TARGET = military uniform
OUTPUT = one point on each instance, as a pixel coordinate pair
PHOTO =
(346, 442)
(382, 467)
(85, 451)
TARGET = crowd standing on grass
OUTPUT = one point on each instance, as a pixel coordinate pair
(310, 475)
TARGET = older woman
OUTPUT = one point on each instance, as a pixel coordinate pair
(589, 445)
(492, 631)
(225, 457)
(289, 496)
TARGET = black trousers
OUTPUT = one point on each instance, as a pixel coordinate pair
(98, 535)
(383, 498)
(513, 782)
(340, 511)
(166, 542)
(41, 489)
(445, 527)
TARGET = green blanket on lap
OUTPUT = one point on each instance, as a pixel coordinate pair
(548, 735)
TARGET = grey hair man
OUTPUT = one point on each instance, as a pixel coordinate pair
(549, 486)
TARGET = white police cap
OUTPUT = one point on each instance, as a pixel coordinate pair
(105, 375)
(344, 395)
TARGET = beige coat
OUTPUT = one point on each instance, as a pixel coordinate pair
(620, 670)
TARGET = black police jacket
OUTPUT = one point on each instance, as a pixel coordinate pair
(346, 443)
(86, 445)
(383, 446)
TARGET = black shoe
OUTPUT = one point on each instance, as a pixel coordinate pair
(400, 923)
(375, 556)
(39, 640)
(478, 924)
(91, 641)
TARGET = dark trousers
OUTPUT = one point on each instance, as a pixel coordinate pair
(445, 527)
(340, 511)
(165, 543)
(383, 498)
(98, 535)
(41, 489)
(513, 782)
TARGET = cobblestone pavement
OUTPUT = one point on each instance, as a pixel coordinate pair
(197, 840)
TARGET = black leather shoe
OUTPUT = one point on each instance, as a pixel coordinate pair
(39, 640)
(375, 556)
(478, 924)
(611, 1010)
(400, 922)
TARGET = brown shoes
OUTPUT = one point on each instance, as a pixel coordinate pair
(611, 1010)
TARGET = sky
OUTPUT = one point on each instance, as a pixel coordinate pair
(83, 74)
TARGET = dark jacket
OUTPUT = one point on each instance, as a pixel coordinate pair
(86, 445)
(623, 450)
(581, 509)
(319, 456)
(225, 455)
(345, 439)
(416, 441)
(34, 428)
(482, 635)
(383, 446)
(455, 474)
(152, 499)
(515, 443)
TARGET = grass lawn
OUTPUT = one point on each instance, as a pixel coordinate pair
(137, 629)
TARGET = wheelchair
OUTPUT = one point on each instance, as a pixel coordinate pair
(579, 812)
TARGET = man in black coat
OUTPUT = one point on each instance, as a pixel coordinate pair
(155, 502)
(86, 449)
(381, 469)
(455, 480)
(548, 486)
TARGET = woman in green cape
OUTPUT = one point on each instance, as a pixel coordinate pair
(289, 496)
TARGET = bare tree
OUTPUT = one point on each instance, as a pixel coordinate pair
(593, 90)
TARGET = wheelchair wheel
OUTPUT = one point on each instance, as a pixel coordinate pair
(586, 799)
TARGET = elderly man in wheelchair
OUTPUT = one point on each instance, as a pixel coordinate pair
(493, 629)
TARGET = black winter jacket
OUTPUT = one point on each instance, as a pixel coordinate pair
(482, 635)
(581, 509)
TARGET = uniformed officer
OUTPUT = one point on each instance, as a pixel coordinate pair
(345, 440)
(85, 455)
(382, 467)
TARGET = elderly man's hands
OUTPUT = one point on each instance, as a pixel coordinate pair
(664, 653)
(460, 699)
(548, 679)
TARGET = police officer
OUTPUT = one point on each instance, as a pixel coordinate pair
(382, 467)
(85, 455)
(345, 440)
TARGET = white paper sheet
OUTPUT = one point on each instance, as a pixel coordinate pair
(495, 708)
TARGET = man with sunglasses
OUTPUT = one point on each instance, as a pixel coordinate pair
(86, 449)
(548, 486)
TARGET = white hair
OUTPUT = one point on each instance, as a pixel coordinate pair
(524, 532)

Task requirements>
Search the listing above for the lines with "TARGET = beige coat" and "TARGET = elderly man in wheelchair", then output those lines and all lines between them exactly.

Your solution>
TARGET = beige coat
OUTPUT = one point on each instance, as a pixel coordinate pair
(620, 670)
TARGET = black police jacket
OUTPUT = one point on each instance, as a pixel coordinate pair
(346, 443)
(86, 445)
(383, 446)
TARGET = black shoe
OUTPUT = one point on each instance, as a pixel coordinate pair
(400, 923)
(375, 556)
(39, 640)
(478, 924)
(91, 641)
TARGET = dark trousers
OUTPUT = one point on each instance, as a pixel coordinate pair
(445, 527)
(340, 511)
(165, 543)
(383, 498)
(98, 535)
(41, 489)
(513, 782)
TARGET = cobblestone pavement
OUTPUT = one point on each instance, as a pixel coordinate pair
(197, 840)
TARGET = black leather shoe
OUTPUT = one point on each instance, as a pixel coordinate pair
(39, 640)
(375, 556)
(478, 924)
(611, 1010)
(400, 922)
TARGET = brown shoes
OUTPUT = one point on each instance, as a pixel coordinate pair
(611, 1010)
TARGET = sky
OUTPUT = one point on each instance, as a pixel coordinate pair
(83, 74)
TARGET = dark jacket
OUTPUT = one point on each instance, as a pixel coordinate pair
(86, 445)
(623, 450)
(581, 509)
(319, 456)
(225, 455)
(345, 439)
(416, 441)
(34, 428)
(482, 635)
(383, 446)
(455, 474)
(152, 499)
(515, 443)
TARGET = grass lawn
OUTPUT = one point on each instance, as a pixel coordinate pair
(137, 629)
TARGET = wheelchair
OUTPUT = one point on each instance, as a pixel coordinate pair
(579, 812)
TARGET = man in black coat
OUTPUT = one point on each instance, as a pixel coordinate pair
(155, 502)
(86, 449)
(381, 469)
(455, 480)
(548, 486)
TARGET = woman in green cape
OUTPUT = one point on each instance, as a pixel coordinate pair
(289, 496)
TARGET = bare tree
OUTPUT = one point on each instance, as a pixel coordinate pair
(593, 90)
TARGET = wheelchair wheel
OUTPUT = one point on each instance, as a pixel coordinate pair
(586, 799)
TARGET = elderly man in wheelchair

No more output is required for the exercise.